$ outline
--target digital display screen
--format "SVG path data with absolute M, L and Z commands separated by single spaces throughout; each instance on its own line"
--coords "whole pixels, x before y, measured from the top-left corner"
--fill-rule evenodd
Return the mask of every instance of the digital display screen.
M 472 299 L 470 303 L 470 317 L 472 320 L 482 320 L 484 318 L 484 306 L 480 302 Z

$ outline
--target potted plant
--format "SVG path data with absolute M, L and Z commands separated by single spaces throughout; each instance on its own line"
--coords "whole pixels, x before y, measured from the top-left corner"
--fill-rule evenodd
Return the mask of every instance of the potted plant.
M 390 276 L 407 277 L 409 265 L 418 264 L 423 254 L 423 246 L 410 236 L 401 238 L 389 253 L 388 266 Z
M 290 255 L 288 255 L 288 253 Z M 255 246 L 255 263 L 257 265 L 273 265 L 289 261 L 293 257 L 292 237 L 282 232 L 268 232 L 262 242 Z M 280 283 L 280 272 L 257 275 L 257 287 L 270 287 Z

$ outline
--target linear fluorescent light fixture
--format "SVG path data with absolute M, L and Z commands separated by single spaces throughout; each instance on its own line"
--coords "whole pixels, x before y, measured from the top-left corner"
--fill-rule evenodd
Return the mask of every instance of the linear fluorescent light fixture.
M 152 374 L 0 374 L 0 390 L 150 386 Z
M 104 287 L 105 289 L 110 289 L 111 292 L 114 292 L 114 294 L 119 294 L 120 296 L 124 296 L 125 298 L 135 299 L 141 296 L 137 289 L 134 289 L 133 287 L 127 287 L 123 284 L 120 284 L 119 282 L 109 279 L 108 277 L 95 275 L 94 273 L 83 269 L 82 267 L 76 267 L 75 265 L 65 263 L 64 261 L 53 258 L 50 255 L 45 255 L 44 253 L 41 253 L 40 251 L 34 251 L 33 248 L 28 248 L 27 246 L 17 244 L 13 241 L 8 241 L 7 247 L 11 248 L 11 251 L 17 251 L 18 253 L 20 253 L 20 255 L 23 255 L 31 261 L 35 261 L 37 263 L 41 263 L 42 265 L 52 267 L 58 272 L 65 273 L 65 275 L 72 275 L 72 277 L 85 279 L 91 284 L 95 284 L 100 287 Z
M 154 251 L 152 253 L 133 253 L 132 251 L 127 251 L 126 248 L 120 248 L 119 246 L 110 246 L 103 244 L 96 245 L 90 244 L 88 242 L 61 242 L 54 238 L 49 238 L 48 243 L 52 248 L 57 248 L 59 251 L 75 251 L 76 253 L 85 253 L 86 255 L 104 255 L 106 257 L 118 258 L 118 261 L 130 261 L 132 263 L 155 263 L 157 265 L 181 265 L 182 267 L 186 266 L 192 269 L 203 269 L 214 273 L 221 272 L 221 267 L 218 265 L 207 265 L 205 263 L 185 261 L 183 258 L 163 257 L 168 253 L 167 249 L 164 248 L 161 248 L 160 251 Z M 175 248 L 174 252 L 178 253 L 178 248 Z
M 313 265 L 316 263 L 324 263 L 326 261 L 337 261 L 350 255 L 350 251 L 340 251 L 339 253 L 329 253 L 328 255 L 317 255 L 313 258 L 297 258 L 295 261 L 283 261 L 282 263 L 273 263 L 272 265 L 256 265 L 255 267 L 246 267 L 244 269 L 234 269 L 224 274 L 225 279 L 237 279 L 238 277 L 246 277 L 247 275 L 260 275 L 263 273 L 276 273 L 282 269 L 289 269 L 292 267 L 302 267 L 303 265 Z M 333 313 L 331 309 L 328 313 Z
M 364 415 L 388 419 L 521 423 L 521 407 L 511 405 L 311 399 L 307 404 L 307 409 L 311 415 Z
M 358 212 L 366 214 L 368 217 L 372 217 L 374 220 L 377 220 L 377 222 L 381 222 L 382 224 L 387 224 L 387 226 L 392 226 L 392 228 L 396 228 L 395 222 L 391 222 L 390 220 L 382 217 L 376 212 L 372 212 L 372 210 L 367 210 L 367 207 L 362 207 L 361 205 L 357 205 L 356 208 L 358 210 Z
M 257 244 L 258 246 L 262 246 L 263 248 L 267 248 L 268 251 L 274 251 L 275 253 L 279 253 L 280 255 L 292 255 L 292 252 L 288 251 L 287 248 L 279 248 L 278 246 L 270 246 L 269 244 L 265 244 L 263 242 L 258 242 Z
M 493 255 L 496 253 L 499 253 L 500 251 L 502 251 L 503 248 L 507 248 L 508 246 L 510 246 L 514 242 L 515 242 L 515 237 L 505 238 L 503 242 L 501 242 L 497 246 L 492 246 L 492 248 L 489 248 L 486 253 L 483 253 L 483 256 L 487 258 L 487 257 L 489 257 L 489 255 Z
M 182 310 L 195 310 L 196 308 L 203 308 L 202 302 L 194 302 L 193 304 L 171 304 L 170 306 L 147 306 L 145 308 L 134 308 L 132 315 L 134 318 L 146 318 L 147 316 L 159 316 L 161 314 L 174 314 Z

-- The task --
Pick out each line of the rows above that contains the string "potted". Case counts.

-- The output --
--target potted plant
Return the mask of every instance of the potted plant.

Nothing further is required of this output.